* _WORK REQUEST_:
Word for word, give every line of the listing again.

* _AVAILABLE RECORDS_:
------------

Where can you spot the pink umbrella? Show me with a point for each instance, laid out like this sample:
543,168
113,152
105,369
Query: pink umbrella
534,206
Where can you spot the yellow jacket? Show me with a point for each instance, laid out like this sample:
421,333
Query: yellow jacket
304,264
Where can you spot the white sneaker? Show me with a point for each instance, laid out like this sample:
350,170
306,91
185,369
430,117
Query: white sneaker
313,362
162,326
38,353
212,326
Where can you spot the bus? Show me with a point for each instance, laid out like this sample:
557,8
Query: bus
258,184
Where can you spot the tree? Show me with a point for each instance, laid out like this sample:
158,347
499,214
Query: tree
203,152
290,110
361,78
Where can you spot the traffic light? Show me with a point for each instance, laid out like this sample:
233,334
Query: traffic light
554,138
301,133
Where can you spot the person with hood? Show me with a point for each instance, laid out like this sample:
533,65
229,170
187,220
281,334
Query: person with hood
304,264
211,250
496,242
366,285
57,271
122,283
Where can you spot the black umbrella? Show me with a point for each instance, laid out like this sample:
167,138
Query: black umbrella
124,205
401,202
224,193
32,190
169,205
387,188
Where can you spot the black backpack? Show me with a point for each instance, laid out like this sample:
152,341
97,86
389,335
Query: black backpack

------------

* _PROBLEM SOLUTION_:
Where can you spot the pink umbrella? Show me with a point for each instance, laid out like this sample:
543,168
113,152
105,369
Query: pink umbrella
534,206
Where can you spot the yellow jacket? Show me with a point for each instance, laid out like this sample:
421,333
Query: yellow jacket
304,264
Where can you spot the white sneaker? Show me with a point for each instance, laid out like this sample:
350,170
306,91
185,369
430,117
Query: white sneaker
313,362
162,326
38,353
212,326
Where can you spot the bus? Show me with a point for each instance, laid out like this sample:
557,8
Query: bus
258,184
Where can you spot the tree? Show me with a point for each instance, laid out like this sample:
158,347
499,214
Query: tree
203,152
290,110
361,78
Where can you spot the traffic light? Show me with a point for each instance, laid out like this sample:
233,334
Query: traffic light
554,138
301,133
Where can you spot the person with hood? Show me with a point for each instance, laid out like this sample:
533,65
229,170
187,220
281,334
Query: person with hood
304,264
211,250
496,242
366,285
57,271
122,283
Where can you spot the black umbrella? Show me with a point for each instance, laid out like this sample:
167,138
Query: black umbrella
124,205
401,202
224,193
32,190
169,205
387,188
Where can you spot the black backpack? Show me with a point for each instance, laid out like this sample:
152,341
97,86
389,335
Query: black backpack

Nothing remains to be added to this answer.